(DOCUMENT EXCERPT)
* begin *
Paraquat's key benefits
- Fast action allows earlier planting
- Safe to crops
- Less labour and fuel use
- Reduces greenhouse gas emissions
- Prevents soil erosion
- Enhances soil structure and health
- More biodiversity
- More yield
- More profit
Paraquat’s economic benefits to farmers and national trade balances have been quantified in a paper published in the journal Outlooks on Pest Management.
Results collated from farm-scale field experiments and surveys in China, the Philippines and Vietnam present strong evidence that using paraquat contributes to significant increases in the annual incomes of smallholder farmers worth up to $1000/ha each year.
The main findings are summarised below.
In Vietnam, maize and tea are examples of important annual and perennial crops, respectively, where the use of paraquat is increasing yields and profitability, and improving the soil. Domestically, maize is in great demand for animal feed and tea is an important export commodity. Both crops are grown on hillsides where plowing and high rainfall can mean huge losses of soil by erosion.
Paraquat is particularly suited to help because of its use in no-till farming and its rainfastness. Controlling weeds with herbicides avoids the need to plow, which destabilises the soil making it prone to erosion.
* end *
(Listing from a point labeling set)
* begin *
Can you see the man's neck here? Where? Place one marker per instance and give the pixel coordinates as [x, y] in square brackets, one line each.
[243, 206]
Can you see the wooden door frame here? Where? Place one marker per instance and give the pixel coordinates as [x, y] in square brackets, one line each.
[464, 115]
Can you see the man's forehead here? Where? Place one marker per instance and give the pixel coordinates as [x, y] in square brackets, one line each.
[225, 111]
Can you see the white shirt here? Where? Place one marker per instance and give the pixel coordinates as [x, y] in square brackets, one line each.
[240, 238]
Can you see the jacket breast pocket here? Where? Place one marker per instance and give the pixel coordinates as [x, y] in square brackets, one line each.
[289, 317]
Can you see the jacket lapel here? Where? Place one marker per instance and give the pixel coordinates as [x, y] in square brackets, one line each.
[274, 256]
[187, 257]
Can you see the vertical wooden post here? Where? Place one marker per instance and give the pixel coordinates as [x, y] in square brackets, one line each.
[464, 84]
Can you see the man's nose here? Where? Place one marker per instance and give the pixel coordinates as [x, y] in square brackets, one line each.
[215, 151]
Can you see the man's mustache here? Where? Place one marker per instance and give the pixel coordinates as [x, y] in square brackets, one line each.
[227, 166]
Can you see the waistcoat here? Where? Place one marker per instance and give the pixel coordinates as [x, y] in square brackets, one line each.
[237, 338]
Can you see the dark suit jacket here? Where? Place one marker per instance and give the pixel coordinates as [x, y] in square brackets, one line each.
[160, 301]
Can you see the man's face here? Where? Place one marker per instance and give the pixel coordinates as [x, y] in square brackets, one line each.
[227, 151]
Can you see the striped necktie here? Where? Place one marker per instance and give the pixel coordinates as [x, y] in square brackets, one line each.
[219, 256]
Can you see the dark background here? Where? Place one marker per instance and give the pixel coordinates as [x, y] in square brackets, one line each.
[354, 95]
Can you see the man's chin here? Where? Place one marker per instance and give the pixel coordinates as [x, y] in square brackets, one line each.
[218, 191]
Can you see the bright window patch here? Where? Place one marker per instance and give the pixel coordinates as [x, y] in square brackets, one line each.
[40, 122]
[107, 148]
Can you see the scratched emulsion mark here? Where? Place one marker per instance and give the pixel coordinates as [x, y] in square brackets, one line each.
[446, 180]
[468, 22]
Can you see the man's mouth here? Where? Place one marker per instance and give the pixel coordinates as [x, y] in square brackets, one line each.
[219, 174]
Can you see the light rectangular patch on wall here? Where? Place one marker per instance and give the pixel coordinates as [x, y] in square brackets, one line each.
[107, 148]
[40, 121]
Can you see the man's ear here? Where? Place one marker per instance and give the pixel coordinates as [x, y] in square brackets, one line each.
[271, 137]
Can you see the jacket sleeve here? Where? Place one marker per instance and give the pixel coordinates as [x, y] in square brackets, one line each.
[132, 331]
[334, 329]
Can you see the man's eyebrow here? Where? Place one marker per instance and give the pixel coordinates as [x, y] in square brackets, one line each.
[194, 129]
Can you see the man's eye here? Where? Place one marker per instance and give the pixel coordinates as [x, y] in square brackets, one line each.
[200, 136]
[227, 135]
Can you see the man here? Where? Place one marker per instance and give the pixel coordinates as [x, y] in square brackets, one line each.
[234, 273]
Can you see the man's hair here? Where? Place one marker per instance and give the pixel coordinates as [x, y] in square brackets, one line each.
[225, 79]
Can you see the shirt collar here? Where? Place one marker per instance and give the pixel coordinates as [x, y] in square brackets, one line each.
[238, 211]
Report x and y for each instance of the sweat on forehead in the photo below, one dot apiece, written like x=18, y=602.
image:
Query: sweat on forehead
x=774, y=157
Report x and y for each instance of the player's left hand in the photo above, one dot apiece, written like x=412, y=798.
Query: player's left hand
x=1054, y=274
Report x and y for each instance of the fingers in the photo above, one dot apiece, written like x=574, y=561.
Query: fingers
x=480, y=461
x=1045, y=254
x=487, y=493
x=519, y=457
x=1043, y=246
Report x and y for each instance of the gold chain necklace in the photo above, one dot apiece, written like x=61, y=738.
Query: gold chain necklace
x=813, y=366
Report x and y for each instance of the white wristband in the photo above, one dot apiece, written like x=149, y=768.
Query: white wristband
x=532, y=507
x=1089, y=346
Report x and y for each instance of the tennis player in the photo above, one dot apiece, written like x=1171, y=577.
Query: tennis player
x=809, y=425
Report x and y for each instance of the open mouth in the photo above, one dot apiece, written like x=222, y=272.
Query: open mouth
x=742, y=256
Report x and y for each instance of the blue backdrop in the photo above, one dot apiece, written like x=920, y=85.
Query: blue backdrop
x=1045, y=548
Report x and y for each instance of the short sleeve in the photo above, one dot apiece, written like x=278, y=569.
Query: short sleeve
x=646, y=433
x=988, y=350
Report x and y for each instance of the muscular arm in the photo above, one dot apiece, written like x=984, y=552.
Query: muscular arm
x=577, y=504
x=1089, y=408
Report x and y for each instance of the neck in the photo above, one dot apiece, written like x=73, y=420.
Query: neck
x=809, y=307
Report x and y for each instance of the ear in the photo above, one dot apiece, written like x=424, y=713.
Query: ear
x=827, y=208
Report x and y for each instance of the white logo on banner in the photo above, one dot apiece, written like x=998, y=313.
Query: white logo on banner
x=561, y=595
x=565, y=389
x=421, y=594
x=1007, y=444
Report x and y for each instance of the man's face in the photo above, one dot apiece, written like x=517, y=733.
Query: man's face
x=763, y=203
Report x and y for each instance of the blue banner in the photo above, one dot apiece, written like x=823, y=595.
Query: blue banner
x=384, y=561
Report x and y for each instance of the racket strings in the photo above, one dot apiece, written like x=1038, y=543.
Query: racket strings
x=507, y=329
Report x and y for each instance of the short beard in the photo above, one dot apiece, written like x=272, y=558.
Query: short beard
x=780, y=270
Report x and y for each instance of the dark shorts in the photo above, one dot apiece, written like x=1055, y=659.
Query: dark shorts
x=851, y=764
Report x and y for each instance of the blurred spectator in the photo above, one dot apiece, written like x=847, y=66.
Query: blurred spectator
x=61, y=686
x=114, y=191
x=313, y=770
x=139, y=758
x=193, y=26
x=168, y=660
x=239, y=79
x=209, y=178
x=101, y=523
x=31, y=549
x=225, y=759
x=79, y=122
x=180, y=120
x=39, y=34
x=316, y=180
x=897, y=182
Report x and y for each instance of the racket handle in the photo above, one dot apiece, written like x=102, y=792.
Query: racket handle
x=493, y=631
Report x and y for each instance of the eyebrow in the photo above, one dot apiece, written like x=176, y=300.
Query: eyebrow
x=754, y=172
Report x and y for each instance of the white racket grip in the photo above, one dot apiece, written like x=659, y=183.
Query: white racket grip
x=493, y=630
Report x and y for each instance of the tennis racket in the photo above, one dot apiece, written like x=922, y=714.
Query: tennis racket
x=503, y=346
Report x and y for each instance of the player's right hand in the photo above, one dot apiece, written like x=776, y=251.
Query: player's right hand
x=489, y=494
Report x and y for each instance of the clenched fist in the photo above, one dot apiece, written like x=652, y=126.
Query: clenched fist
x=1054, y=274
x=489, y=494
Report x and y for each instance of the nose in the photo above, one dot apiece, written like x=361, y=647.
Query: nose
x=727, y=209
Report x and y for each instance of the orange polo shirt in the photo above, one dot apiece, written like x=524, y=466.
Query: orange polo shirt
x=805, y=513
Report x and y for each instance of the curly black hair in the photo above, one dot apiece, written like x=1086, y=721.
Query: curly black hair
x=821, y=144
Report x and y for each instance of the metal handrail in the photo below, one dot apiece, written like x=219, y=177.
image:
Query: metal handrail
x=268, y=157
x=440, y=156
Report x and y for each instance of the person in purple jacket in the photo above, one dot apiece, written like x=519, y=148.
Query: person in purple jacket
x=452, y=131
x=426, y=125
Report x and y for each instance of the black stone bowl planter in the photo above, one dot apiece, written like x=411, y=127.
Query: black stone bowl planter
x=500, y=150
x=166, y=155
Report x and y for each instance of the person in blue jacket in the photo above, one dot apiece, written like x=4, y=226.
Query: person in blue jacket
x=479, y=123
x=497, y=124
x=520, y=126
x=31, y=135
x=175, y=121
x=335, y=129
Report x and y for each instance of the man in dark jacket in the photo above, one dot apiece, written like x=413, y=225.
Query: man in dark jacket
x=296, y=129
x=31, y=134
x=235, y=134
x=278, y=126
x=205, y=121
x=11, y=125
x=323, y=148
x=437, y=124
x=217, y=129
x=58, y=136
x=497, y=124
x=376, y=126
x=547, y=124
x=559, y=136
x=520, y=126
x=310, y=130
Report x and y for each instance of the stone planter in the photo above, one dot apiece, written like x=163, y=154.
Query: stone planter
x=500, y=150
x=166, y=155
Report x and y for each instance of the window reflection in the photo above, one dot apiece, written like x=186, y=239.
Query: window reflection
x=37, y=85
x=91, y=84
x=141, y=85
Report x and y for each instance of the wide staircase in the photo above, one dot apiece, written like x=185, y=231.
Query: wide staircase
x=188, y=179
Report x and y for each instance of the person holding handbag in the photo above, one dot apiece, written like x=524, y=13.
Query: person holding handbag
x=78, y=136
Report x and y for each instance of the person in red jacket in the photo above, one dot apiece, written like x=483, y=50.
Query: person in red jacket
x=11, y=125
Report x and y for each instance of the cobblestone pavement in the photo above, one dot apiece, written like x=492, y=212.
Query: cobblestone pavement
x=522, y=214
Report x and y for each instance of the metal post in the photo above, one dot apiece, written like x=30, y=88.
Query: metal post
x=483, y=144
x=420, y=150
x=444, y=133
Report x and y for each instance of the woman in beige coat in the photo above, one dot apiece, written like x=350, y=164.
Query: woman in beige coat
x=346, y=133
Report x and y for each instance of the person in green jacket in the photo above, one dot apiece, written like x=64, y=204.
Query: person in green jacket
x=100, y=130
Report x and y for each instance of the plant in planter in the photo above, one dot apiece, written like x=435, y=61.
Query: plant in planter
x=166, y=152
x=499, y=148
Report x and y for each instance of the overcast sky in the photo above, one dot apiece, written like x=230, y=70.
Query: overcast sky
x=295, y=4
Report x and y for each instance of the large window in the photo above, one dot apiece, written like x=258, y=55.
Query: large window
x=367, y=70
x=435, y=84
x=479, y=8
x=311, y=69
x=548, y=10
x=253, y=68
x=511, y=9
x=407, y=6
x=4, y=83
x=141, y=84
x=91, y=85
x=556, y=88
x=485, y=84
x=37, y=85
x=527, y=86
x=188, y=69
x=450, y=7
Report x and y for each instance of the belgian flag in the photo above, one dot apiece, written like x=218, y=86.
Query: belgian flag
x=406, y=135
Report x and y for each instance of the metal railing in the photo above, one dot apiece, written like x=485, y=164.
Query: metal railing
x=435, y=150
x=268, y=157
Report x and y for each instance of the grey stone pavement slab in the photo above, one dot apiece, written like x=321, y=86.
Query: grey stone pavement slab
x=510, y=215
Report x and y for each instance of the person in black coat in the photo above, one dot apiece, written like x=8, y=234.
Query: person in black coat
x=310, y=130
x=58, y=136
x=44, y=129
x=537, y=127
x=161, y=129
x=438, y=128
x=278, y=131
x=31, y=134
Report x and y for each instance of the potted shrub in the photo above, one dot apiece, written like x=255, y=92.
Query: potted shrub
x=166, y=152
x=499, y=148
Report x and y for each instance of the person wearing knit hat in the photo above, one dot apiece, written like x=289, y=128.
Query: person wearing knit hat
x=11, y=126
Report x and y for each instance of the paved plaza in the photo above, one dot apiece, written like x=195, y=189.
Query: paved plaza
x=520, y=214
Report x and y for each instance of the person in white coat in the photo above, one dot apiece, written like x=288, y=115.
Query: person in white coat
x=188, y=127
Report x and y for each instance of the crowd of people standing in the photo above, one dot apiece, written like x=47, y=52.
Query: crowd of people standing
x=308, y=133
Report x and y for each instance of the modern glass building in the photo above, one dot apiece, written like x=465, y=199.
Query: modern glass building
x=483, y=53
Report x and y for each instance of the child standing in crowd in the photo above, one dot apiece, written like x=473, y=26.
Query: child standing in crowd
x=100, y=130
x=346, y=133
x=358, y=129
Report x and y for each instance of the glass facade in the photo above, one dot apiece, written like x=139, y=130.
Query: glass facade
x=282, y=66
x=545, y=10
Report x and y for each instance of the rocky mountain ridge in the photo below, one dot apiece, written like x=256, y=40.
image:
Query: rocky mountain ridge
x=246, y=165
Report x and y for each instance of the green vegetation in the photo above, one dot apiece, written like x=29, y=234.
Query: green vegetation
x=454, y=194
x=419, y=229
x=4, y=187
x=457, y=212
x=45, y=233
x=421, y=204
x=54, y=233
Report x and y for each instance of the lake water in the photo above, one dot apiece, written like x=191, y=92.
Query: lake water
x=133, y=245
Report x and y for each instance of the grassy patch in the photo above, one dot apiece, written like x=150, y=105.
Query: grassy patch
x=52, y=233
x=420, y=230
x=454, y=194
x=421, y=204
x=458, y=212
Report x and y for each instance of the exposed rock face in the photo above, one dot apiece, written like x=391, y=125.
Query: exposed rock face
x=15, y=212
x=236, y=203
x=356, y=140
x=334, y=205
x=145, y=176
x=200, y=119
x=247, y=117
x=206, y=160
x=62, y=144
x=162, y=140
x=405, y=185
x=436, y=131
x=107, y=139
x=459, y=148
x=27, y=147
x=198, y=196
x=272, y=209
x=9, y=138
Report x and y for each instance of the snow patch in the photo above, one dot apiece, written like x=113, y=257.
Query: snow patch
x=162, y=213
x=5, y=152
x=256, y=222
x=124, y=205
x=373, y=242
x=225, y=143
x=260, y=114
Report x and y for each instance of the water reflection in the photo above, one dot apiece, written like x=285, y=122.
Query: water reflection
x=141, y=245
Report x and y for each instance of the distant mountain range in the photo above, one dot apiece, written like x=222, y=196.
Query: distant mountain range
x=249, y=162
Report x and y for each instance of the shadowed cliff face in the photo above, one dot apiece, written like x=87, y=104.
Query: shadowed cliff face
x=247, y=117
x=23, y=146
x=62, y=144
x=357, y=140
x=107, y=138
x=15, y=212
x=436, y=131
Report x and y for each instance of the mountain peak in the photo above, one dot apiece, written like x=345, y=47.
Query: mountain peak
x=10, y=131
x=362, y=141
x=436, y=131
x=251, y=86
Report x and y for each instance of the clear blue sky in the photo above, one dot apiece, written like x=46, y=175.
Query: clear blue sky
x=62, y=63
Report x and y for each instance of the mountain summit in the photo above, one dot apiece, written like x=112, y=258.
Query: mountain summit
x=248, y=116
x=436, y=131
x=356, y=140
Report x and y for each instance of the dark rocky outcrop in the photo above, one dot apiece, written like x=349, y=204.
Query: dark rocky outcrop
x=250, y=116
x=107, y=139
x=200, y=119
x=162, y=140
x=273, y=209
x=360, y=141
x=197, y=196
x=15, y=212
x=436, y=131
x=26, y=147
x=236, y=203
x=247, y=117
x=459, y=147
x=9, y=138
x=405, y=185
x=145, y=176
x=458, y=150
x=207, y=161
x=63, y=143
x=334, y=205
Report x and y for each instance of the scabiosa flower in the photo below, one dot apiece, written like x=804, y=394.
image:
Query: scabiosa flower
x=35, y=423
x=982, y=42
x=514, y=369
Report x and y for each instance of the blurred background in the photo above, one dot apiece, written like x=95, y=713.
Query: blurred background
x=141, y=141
* end *
(REQUIRED TASKS)
1: Scale the listing from the line containing "Report x and y for each instance of the green" down to the line containing "x=54, y=233", both included. Write out every line again, requests too, with each x and y coordinate in the answers multiplied by 0.55 and rounded to a whole number, halves rounding up.
2: Pick up the text on paraquat's benefits after its last sentence and continue it.
The text on paraquat's benefits and the listing have no connection to each other.

(RESPONSES FOR EACH TASK)
1:
Report x and y for each instance of the green vegetation in the photo above, one dot apiece, written like x=29, y=234.
Query: green vegetation
x=250, y=107
x=230, y=126
x=2, y=103
x=251, y=117
x=25, y=128
x=232, y=112
x=30, y=128

2:
Glyphosate is often used for the same purpose, but paraquat’s non-systemic mode of action means that roots are unaffected and remain to anchor the soil.
Using paraquat can save around 40% of labor requirements and increase yields by up to 1.1 tonnes/ha. Net profit was calculated as increasing by more than $350/ha over conventionally hand-weeded fields. The higher productivity of crops where paraquat had been used was estimated to amount an annual saving of up to 140,000 tonnes of maize imports.
The population of the Philippines is growing amongst the fastest of all Asian countries. Already the country has less than one twentieth of a hectare of arable land per person (global average is one fifth of a hectare), and there is great pressure to grow more food. A survey of nearly 500 smallholder vegetable growers showed that paraquat users typically had their cost of land preparation and weeding much more than halved. Net cost savings reached over $200/ha and there were usually substantial increases in farmers’ incomes.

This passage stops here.